• INPUT FOR THIS TASK
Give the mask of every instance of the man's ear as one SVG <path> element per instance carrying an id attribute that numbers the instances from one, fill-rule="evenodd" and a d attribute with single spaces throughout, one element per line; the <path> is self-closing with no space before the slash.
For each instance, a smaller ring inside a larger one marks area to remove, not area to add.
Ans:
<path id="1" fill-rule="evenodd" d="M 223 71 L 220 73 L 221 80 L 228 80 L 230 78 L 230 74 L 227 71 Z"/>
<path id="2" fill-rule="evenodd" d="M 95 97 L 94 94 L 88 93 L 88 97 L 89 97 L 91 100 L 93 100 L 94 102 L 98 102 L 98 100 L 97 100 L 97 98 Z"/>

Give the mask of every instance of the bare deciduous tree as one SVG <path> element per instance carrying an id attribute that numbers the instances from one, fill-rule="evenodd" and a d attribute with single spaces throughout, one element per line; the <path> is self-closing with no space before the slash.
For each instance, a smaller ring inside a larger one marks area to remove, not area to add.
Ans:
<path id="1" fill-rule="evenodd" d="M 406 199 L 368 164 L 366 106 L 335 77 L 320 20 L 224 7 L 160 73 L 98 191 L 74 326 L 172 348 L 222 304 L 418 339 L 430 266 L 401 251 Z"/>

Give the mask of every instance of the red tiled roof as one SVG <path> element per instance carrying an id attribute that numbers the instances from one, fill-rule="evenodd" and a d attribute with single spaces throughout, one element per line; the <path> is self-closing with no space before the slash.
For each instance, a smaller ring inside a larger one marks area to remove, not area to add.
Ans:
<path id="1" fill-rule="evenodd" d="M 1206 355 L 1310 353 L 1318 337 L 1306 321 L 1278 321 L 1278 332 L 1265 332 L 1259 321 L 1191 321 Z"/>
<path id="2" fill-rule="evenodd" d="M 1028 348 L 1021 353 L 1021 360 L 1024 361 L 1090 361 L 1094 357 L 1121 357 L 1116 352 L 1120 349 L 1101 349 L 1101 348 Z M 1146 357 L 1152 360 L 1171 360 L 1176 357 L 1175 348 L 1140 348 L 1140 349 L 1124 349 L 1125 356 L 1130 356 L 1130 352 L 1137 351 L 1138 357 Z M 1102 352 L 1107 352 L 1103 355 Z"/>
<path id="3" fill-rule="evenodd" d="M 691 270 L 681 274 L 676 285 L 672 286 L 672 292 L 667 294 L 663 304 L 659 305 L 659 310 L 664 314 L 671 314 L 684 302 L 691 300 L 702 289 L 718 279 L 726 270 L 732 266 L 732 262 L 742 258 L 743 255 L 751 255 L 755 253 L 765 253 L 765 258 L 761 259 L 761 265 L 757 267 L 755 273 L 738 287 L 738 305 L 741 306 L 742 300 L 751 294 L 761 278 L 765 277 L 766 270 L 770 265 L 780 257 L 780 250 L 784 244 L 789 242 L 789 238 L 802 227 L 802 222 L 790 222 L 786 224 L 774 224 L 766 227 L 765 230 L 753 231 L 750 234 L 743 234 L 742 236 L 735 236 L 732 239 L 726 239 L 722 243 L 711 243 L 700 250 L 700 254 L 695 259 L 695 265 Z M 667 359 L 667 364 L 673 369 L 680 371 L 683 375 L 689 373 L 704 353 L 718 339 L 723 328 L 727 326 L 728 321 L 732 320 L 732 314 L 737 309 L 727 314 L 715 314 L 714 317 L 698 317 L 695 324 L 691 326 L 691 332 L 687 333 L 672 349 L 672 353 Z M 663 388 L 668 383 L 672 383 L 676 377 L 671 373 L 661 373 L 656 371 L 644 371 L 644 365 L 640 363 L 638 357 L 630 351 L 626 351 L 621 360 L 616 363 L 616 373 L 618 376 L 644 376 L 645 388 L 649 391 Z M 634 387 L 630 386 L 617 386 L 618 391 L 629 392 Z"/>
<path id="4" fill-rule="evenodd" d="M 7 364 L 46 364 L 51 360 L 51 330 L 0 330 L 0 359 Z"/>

• WHAT YOU HAVE TO DO
Reproduce the entries above, switching "deciduous" to "leafless" and leaving everything else as it is.

• FULL OUTPUT
Give the mask of every instance of the man's ear as one SVG <path> element per instance carrying an id attribute that numbers the instances from one, fill-rule="evenodd" and a d attribute with single spaces throughout, one element per line; the <path> is self-closing with no space before the slash.
For each instance, a smaller ring inside a larger one marks area to remove, not area to add.
Ans:
<path id="1" fill-rule="evenodd" d="M 223 71 L 220 73 L 221 80 L 228 80 L 230 78 L 230 74 L 227 71 Z"/>
<path id="2" fill-rule="evenodd" d="M 95 97 L 94 94 L 88 93 L 88 97 L 89 97 L 91 100 L 93 100 L 94 102 L 98 102 L 98 100 L 97 100 L 97 98 Z"/>

Give the mask of every instance of the bare leafless tree as one SVG <path> element per instance carrying an id attribute that numbers the instances from one, fill-rule="evenodd" and a d attribute with single spaces throughout, one element per line; the <path> is self-closing with no space before the slash.
For each instance, a smaller ring inside a larger one marks area to remove, not area to add.
Ans:
<path id="1" fill-rule="evenodd" d="M 406 199 L 368 164 L 366 106 L 335 77 L 320 20 L 224 7 L 160 73 L 98 191 L 74 326 L 172 348 L 222 304 L 418 339 L 430 266 L 401 251 Z"/>

Give the mask of every instance of the red tiled roof as one SVG <path> element per instance carrying an id attribute that numbers the instances from one, fill-rule="evenodd" and a d attribute with single spaces throughout, one element per line; the <path> is self-closing with no space before the slash.
For each instance, a smaller ring inside a larger one marks area to remove, not area to add.
Ans:
<path id="1" fill-rule="evenodd" d="M 1206 355 L 1310 353 L 1318 337 L 1306 321 L 1278 321 L 1278 332 L 1265 332 L 1259 321 L 1191 321 Z"/>
<path id="2" fill-rule="evenodd" d="M 1028 348 L 1021 353 L 1021 360 L 1024 361 L 1090 361 L 1094 357 L 1121 357 L 1116 352 L 1120 349 L 1101 349 L 1101 348 Z M 1146 357 L 1152 360 L 1171 360 L 1176 357 L 1175 348 L 1140 348 L 1140 349 L 1124 349 L 1125 356 L 1130 356 L 1130 352 L 1137 351 L 1138 357 Z M 1102 352 L 1107 352 L 1103 355 Z"/>
<path id="3" fill-rule="evenodd" d="M 691 270 L 681 274 L 676 285 L 672 286 L 672 292 L 667 294 L 663 304 L 659 305 L 659 310 L 664 314 L 671 314 L 684 302 L 691 300 L 702 289 L 718 279 L 726 270 L 732 266 L 732 262 L 742 258 L 743 255 L 751 255 L 755 253 L 765 253 L 765 258 L 761 259 L 761 265 L 757 267 L 755 273 L 738 287 L 738 305 L 741 306 L 742 300 L 751 294 L 761 278 L 765 277 L 766 270 L 770 265 L 780 257 L 780 250 L 784 244 L 789 242 L 789 238 L 802 227 L 802 222 L 790 222 L 786 224 L 774 224 L 766 227 L 765 230 L 753 231 L 750 234 L 743 234 L 742 236 L 735 236 L 732 239 L 726 239 L 722 243 L 711 243 L 700 250 L 700 254 L 695 259 L 695 265 Z M 667 359 L 667 364 L 673 369 L 680 371 L 683 375 L 689 373 L 704 353 L 718 339 L 723 328 L 727 326 L 728 321 L 732 320 L 732 314 L 737 309 L 727 314 L 715 314 L 714 317 L 698 317 L 695 324 L 691 326 L 691 332 L 687 333 L 672 349 L 672 353 Z M 663 388 L 668 383 L 672 383 L 676 377 L 671 373 L 661 373 L 656 371 L 644 371 L 644 365 L 640 363 L 638 357 L 630 351 L 626 351 L 621 360 L 616 363 L 616 373 L 618 376 L 644 376 L 645 388 L 649 391 Z M 634 387 L 630 386 L 617 386 L 618 391 L 629 392 Z"/>
<path id="4" fill-rule="evenodd" d="M 7 364 L 46 364 L 51 360 L 51 330 L 0 330 L 0 359 Z"/>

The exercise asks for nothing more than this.